:: EXCERPTED DATA ::
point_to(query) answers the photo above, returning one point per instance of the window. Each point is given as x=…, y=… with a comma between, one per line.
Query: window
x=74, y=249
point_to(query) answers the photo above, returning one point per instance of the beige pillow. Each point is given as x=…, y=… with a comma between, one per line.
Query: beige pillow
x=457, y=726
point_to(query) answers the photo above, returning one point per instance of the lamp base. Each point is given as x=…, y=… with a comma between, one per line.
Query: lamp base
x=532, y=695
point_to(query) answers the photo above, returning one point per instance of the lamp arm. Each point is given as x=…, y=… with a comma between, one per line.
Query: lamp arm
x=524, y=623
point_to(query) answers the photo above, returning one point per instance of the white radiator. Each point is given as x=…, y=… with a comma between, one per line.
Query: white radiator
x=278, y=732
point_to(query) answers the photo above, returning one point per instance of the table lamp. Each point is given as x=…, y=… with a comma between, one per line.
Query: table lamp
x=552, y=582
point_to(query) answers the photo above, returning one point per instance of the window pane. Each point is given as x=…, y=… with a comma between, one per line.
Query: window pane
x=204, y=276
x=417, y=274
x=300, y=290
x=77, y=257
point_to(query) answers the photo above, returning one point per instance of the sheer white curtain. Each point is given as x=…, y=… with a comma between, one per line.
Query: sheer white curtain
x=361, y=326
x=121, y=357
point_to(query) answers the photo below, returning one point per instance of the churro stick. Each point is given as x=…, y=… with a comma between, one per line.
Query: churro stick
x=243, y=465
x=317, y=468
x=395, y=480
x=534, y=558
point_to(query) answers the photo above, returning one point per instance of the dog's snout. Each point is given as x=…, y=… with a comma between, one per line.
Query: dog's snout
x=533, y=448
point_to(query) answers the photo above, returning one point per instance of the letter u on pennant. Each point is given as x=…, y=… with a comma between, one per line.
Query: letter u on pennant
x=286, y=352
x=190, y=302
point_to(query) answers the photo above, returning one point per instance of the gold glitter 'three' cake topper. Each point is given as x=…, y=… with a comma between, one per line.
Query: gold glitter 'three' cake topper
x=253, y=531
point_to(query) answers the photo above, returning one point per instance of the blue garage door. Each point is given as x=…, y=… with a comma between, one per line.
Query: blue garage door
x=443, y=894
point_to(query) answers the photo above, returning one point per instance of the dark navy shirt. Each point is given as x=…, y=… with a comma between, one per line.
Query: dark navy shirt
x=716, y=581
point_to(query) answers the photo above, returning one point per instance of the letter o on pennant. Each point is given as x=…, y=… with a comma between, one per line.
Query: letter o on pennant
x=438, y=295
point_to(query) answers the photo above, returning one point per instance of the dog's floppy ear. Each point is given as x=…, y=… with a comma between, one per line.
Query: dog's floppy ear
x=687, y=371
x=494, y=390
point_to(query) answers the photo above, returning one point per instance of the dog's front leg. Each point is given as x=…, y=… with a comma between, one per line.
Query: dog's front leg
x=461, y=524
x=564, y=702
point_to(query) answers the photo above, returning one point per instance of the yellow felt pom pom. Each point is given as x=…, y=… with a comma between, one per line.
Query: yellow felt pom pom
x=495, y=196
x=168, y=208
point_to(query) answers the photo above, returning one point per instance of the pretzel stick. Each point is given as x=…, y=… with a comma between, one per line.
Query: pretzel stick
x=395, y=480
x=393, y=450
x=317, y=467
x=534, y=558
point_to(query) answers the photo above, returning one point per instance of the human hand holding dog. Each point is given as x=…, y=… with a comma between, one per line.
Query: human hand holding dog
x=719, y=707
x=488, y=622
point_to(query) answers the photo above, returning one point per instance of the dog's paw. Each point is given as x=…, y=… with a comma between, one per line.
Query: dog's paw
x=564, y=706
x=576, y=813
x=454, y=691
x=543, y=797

:: WORK REQUIRED ::
Can you copy out all of the records above, reproducing every line character for character?

:: THE ANSWER ::
point_to(query) answers the photo above, returning one point per instance of the window. Each point is given as x=…, y=… with a comma between, one per line.
Query: window
x=74, y=249
point_to(query) answers the photo above, returning one point per instance of the beige pillow. Each point is given as x=…, y=… with a comma between, one per line.
Query: beige pillow
x=457, y=726
point_to(query) answers the photo above, returning one point per instance of the lamp base. Each point is given as x=…, y=… with a comma between, one per line.
Query: lamp base
x=532, y=695
point_to(query) answers the photo above, returning one point per instance of the lamp arm. Each point is given as x=…, y=… with a comma between, one per line.
Query: lamp arm
x=524, y=623
point_to(query) answers the photo above, returning one point per instance of the white radiator. Each point is given as x=…, y=… with a comma between, one per line.
Query: white radiator
x=278, y=732
point_to(query) answers the photo above, returning one point per instance of the table lamp. Each point is given as x=…, y=… with a comma between, one per line.
Query: table lamp
x=552, y=582
point_to(query) answers the photo above, returning one point per instance of the window pane. Each point is given as x=…, y=… with a comma between, one per line.
Query: window pane
x=204, y=276
x=417, y=274
x=300, y=290
x=77, y=257
point_to(query) answers the photo above, returning one point per instance of the sheer white curtain. Each point is given as x=…, y=… with a comma between, one per line.
Query: sheer white curtain
x=361, y=326
x=121, y=357
point_to(query) answers the photo below, returning one point per instance of the churro stick. Each point is given as x=…, y=… with a comma between, one per line.
Query: churro stick
x=243, y=465
x=317, y=468
x=395, y=480
x=534, y=558
point_to(query) answers the photo above, returning one point per instance of the dog's snout. Each point is given as x=…, y=… with a comma between, one per line.
Query: dog's snout
x=533, y=448
point_to(query) answers the photo above, returning one point per instance of the letter u on pennant. Each point is given as x=…, y=… with a comma between, one per line.
Query: letter u on pennant
x=286, y=352
x=190, y=302
point_to(query) answers the photo above, returning one point per instance of the gold glitter 'three' cake topper. Each point is given as x=…, y=… with a comma between, one per line.
Query: gold glitter 'three' cake topper
x=253, y=531
point_to(query) answers the photo above, returning one point per instance of the blue garage door. Each point is given as x=…, y=… with a comma between, one per line.
Query: blue garage door
x=443, y=894
point_to(query) answers the photo above, returning one point per instance of the dark navy shirt. Each point is given as x=…, y=… with a comma between, one per line.
Query: dark navy shirt
x=716, y=581
point_to(query) answers the photo above, returning one point per instance of the letter o on pennant. Each point is given as x=…, y=… with a comma between, one per line.
Query: letter o on pennant
x=438, y=295
point_to(query) answers the photo above, returning one point per instance of the dog's floppy ear. Each point is given as x=…, y=… with a comma between, one per line.
Query: dog's floppy ear
x=687, y=371
x=494, y=390
point_to(query) answers the photo above, returning one point per instance of the dog's front leg. Each point is given as x=…, y=… with a comma between, one per line.
Query: dog's front leg
x=461, y=524
x=564, y=702
point_to(query) answers the photo above, returning one point per instance of the yellow felt pom pom. Each point is given as x=…, y=… with a comma between, one per line.
Query: yellow felt pom pom
x=495, y=196
x=168, y=208
point_to(query) answers the photo above, returning one point per instance of the pretzel stick. Each point is given as x=…, y=… with a comma between, one per line.
Query: pretzel stick
x=395, y=480
x=393, y=450
x=317, y=467
x=534, y=558
point_to(query) answers the photo above, returning one point per instance of the human hand holding dog. Each point is given as x=…, y=… with a comma between, one per line.
Query: human hand holding dog
x=719, y=707
x=488, y=622
point_to(query) answers the photo above, returning one point per instance of the dog's paw. Each point is given as x=…, y=… with a comma between, one per line.
Query: dog's paw
x=564, y=706
x=576, y=813
x=454, y=691
x=543, y=797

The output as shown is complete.